| Text passage |

Amazingly, as frustrated as I was yesterday, there's only one in last night's post that I think over the top.


College Basketball: Who cares. Conference play hasn't started yet, so your Virginia Tech Hokies aren't at the bottom of the league standings. Yet. Wake me in early February, just in time for those conference games which matter and conference tournaments.



College Football: Since I called regular season games without calling bowl games last year, I figured that I owed bowl games this season (despite not picking any regular season games). So here goes.

First, let me say that any bowl which happens before Christmas has no winners and one group of losers: the viewing public. Are you kidding me? Southern Miss and North Texas? That's not a bowl game, that's a sick joke. And Cincinnati-Marshall? Who cares? If that game wasn't in Fort Freaking Worth...hey wait, nothing would change. The matchup would still suck and no one would go. This is the answer to "What if they gave a bowl game and nobody came?" PlainsCapital would be stupid enough to sponsor it (those shareholder meetings must be fun, right? "What the hell are you doing sponsoring a crappy bowl game? That no one watches?")

So moving on to the bowls from the 27th on:

On second thought, I don't care about those on the 27th. They're both in tropical paradises (Detroit? Boise? People leave those cities in the winter because of the shitty weather). I'll only say this: Go Bulldogs!

Independence, Shreveport, La.: No title sponsor? What the hell? If you're Miami of Ohio, you have to be licking your chops because they're sending a high school team in Iowa State. Losers get fed to the gators.

Insight, Phoenix: A rematch of the 2001 Fiesta Bowl. But this time Virginia Tech isn't complaining that a scrub Leprechaun team took their spot. Oregon State 41, Arsh 9.

EV1.net Houston: UTEP gets the winner of the high school league masquerading as a Division I-A division. Colorado gets their asses kicked. They were the least mediocre team in the Big 12 North. But they're still mediocre.

Mastercard Alamo, San Antonio: OSU wins. Nobody cares.

| Brief 1 |
Please extract every line of the rows that contains the string "frame".

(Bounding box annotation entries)
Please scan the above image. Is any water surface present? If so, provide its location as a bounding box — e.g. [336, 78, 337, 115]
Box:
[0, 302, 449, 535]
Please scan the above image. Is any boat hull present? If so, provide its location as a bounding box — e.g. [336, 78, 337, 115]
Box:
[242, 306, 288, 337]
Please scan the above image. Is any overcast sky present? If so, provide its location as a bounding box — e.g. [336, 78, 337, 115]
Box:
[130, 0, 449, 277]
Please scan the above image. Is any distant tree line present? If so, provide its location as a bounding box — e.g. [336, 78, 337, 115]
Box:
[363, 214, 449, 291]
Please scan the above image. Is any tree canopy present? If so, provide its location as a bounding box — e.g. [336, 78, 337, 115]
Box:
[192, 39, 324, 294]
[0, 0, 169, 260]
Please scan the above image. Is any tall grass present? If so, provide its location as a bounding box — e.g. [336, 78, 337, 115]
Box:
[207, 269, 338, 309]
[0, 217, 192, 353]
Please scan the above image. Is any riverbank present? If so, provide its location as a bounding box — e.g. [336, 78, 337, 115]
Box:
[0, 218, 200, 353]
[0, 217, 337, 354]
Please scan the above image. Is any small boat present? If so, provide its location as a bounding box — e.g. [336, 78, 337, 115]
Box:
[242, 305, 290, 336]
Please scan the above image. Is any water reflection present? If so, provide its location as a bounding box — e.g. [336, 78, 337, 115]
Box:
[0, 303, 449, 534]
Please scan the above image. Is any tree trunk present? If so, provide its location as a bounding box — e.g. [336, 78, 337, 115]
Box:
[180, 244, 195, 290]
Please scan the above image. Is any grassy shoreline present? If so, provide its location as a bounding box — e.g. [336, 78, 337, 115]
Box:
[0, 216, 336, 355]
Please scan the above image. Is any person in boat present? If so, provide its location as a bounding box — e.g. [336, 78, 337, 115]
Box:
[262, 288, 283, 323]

--

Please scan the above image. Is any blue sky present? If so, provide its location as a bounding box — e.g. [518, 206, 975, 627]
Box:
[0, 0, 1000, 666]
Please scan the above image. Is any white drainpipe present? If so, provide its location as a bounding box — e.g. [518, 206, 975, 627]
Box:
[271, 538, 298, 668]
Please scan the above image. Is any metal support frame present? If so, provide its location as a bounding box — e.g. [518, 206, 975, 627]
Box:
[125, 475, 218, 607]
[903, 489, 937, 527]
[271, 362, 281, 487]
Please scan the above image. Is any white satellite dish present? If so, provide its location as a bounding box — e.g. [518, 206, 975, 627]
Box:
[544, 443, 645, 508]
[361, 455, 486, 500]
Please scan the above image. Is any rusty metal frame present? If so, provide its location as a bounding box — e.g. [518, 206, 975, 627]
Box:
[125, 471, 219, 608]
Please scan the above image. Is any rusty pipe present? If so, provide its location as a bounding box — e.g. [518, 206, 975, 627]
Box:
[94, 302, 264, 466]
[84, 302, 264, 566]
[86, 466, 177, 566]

==

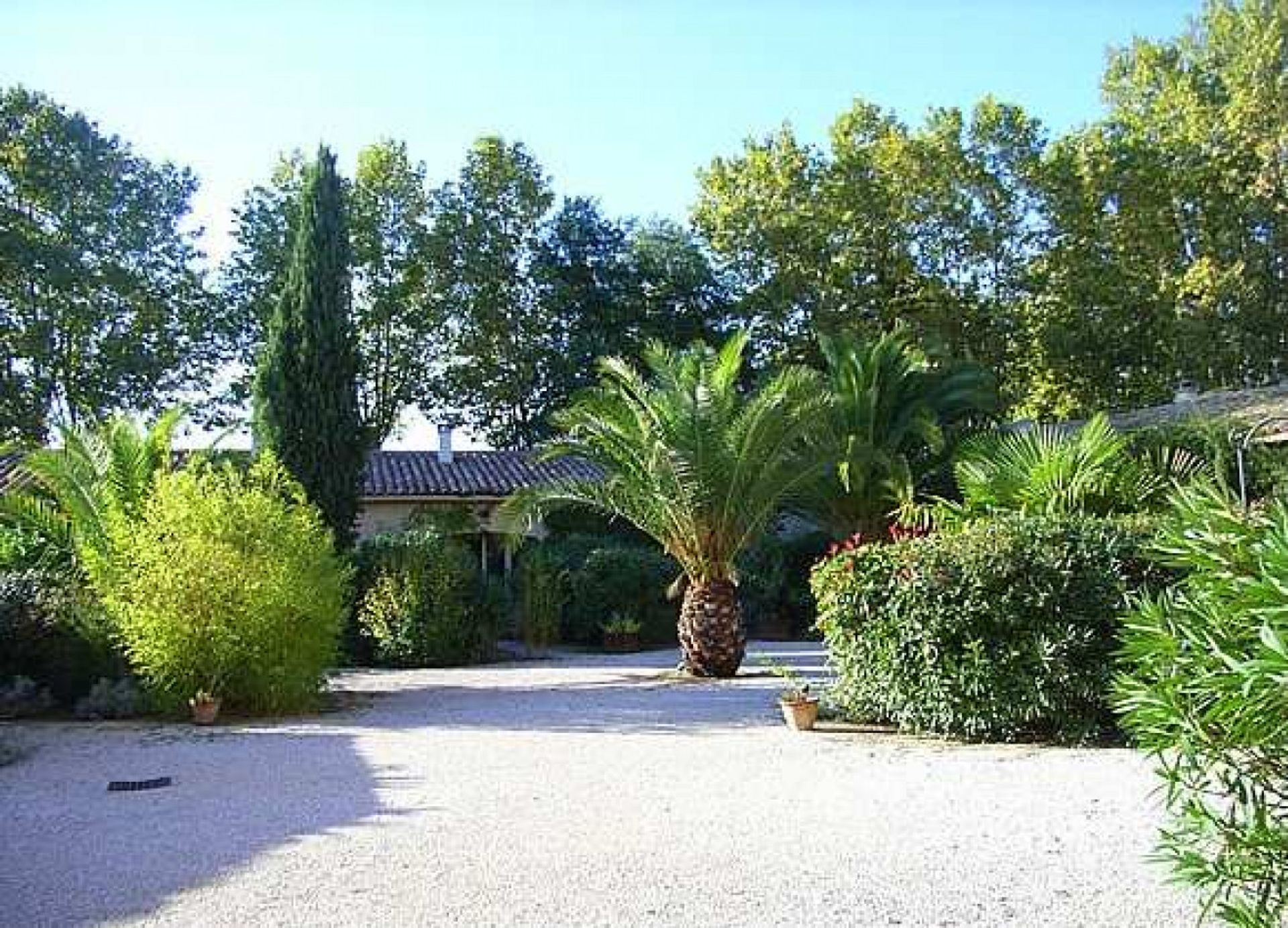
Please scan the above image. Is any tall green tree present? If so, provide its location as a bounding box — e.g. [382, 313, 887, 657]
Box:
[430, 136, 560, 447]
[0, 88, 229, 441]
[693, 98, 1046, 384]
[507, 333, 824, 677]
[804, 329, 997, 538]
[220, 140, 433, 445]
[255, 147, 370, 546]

| Brief 2 |
Using the college sports post, decide whether each statement agrees with it: (a) the Insight bowl is played in Phoenix; (b) the Independence bowl has a title sponsor; (c) Colorado was the least mediocre team in the Big 12 North. Answer yes or no for each and quote the deciding words.

| Response 1 |
Please scan the above image. Is any metal support frame present? If so, provide its location as a bounding box — e.g. [518, 206, 975, 627]
Please scan the above image. Is any rusty metal frame present? If so, provide its location as a bounding box — e.g. [518, 206, 975, 627]

| Response 2 |
(a) Yes: "Insight, Phoenix"
(b) No: "No title sponsor?"
(c) Yes: "They were the least mediocre team in the Big 12 North."